> _Assignment_: In the listing below, how many lines hold the string "palm"? Reply with the number and nothing else.

> _Materials provided_:

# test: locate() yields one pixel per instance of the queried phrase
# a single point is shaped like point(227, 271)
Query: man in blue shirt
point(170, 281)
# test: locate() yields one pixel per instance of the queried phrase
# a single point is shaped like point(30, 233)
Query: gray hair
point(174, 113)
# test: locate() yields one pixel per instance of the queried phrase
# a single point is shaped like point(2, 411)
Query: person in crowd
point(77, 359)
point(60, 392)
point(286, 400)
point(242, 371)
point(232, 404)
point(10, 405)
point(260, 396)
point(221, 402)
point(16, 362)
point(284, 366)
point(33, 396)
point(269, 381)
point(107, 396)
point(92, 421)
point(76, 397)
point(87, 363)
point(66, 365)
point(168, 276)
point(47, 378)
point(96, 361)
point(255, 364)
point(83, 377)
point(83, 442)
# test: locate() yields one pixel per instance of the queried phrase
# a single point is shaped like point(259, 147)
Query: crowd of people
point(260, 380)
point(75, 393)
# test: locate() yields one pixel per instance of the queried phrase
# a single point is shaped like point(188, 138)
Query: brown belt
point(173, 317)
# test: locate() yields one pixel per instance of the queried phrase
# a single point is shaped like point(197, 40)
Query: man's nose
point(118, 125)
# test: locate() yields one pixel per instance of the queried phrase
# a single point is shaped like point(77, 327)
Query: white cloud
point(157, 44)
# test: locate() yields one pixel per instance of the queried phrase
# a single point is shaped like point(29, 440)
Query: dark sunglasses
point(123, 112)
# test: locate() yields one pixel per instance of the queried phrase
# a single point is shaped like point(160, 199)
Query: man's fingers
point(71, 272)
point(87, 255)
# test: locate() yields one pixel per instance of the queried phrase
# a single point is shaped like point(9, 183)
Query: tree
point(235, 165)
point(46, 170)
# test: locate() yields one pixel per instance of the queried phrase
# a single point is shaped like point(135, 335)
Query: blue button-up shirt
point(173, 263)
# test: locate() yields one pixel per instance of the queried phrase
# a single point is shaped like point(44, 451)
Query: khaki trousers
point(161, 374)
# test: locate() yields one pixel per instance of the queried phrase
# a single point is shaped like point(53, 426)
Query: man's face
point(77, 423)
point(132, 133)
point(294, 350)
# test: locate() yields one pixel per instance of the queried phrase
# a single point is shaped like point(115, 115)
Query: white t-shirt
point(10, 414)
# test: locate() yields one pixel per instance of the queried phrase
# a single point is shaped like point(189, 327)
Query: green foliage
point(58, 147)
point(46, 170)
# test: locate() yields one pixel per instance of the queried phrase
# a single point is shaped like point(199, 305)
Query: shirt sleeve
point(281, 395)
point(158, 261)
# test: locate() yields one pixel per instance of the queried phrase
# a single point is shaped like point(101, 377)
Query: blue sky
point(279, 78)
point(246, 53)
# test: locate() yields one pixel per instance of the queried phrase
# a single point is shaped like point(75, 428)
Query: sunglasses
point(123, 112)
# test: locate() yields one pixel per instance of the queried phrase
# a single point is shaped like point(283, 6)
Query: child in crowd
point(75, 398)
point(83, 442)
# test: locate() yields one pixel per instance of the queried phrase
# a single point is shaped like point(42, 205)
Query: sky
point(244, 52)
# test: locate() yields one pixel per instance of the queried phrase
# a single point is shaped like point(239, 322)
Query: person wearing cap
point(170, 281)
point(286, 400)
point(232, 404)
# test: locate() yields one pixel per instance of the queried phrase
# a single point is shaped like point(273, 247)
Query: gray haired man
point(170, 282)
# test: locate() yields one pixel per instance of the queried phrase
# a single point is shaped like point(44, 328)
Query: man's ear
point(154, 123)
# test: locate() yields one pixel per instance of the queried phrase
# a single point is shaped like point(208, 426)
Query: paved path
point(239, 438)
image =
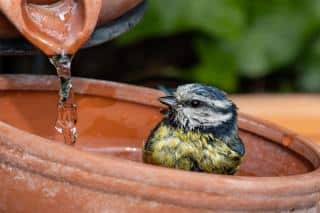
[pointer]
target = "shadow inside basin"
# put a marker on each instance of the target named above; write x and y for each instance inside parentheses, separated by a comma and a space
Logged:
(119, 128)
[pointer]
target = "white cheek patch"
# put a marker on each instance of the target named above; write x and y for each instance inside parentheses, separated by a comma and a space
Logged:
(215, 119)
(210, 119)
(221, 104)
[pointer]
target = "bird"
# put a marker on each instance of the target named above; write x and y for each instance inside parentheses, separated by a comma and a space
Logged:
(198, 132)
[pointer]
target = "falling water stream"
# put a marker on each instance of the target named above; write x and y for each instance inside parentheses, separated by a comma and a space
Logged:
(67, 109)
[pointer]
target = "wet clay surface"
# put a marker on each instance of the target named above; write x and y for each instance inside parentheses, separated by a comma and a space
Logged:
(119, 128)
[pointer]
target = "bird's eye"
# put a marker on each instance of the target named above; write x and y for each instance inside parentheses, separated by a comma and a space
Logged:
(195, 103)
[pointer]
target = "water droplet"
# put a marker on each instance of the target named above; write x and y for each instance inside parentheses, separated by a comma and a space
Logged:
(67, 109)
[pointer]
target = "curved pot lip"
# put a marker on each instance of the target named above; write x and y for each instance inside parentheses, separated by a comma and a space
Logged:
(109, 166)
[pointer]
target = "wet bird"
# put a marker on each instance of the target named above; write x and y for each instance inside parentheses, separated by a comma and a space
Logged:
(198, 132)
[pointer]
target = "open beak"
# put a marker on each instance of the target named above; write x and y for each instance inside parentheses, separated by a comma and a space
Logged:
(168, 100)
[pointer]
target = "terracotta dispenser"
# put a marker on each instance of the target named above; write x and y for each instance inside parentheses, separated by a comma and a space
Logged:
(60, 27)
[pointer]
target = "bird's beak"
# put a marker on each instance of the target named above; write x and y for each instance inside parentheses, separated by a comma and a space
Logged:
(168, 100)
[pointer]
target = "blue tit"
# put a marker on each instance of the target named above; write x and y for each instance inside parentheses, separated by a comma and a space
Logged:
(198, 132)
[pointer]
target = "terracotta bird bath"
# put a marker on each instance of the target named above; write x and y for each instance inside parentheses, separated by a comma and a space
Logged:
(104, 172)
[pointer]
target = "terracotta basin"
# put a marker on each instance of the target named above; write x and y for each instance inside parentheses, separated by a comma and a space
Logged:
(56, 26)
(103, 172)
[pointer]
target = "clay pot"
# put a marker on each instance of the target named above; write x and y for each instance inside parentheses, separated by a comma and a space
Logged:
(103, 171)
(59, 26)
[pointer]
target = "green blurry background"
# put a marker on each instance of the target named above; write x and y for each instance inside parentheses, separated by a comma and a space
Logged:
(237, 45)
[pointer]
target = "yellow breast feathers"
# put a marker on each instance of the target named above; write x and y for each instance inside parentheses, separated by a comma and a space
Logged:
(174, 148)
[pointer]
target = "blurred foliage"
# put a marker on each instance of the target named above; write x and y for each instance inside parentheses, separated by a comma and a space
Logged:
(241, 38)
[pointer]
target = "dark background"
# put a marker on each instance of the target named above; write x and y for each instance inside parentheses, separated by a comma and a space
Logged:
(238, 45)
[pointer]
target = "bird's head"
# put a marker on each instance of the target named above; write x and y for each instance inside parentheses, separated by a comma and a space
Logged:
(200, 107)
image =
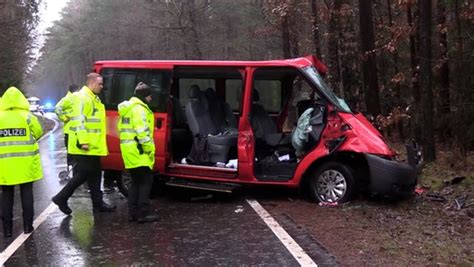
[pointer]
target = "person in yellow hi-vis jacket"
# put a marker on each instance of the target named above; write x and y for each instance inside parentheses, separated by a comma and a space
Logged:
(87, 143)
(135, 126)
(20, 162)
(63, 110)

--

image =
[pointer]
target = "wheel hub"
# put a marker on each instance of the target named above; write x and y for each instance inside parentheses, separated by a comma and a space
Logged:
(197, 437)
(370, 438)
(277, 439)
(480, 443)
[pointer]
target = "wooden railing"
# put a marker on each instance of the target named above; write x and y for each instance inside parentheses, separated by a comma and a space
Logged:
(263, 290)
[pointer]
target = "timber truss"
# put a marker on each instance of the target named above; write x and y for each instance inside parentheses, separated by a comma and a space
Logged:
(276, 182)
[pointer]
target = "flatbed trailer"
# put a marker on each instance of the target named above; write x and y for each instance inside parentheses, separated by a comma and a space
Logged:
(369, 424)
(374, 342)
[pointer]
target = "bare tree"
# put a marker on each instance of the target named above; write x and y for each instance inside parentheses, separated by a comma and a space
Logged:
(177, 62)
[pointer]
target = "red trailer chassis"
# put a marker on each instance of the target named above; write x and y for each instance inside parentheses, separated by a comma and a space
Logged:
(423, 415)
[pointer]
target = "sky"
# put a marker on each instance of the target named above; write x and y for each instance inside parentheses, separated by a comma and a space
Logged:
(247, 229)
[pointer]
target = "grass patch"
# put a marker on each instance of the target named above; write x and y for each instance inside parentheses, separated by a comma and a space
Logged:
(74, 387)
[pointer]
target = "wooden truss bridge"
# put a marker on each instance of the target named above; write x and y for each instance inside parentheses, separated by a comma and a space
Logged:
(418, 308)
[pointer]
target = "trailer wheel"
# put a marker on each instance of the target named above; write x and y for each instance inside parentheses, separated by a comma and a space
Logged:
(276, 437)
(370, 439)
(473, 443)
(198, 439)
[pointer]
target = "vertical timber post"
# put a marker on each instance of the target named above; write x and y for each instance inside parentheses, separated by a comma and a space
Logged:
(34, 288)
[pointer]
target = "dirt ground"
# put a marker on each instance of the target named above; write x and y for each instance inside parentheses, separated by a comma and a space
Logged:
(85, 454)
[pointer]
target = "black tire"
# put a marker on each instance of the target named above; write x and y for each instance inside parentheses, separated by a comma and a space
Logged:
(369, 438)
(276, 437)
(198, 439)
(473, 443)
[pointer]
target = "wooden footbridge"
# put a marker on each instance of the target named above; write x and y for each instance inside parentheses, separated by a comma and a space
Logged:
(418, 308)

* * *

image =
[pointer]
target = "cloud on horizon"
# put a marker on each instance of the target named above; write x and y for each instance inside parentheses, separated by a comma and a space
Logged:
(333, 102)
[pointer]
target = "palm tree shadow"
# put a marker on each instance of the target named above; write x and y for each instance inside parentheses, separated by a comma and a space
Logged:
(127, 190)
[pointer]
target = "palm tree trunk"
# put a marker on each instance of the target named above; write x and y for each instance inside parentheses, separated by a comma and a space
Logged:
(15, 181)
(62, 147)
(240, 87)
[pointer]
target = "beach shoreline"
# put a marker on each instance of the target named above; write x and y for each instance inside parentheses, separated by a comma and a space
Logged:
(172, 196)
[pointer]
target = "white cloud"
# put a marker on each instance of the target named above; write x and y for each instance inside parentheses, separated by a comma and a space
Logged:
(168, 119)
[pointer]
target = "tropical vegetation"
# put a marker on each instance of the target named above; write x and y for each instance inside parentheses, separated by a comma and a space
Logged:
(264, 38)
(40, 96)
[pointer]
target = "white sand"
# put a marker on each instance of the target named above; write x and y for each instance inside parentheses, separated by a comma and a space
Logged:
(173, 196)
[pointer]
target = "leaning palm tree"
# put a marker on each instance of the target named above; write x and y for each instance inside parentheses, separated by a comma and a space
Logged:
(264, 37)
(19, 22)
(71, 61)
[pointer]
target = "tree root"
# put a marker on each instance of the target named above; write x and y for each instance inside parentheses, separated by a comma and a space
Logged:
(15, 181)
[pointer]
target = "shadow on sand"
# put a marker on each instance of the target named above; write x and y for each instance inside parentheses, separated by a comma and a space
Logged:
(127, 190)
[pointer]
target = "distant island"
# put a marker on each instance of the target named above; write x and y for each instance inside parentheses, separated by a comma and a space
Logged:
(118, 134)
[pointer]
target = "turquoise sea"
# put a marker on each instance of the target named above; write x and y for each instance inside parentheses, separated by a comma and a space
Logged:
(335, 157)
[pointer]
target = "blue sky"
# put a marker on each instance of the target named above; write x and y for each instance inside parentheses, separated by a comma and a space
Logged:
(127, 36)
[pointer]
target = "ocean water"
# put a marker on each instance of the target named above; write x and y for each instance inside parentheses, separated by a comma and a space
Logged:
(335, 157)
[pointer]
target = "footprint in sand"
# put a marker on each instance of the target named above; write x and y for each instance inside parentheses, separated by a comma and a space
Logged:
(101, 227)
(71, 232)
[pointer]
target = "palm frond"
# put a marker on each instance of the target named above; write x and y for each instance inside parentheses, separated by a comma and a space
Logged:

> _Exercise result_: 4